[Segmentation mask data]
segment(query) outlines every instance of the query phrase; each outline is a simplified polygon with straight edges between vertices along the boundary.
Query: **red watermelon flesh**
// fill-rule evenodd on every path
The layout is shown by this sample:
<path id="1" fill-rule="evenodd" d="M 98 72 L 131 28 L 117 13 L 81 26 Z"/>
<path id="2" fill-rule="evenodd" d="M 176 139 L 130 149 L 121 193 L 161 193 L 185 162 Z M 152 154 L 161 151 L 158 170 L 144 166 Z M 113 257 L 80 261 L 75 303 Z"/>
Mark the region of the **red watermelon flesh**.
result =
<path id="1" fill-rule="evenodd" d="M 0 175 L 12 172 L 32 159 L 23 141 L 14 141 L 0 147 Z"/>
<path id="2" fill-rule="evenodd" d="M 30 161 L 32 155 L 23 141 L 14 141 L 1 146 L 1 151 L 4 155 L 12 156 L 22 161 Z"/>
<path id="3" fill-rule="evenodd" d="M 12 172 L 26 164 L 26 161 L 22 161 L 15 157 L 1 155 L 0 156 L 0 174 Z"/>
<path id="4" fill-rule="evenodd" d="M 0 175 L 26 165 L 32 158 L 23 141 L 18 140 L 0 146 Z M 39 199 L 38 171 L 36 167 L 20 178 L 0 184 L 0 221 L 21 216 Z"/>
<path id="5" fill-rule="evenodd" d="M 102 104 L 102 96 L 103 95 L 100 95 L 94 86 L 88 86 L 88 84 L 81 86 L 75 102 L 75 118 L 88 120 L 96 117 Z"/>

EXERCISE INSTRUCTIONS
Please find all lines of the entries that hold the string "every" and copy them.

ANSWER SPACE
segment(query) outlines every instance of the query phrase; each outline is a simplified polygon with straight edges between vertices along the boundary.
// fill-rule evenodd on every path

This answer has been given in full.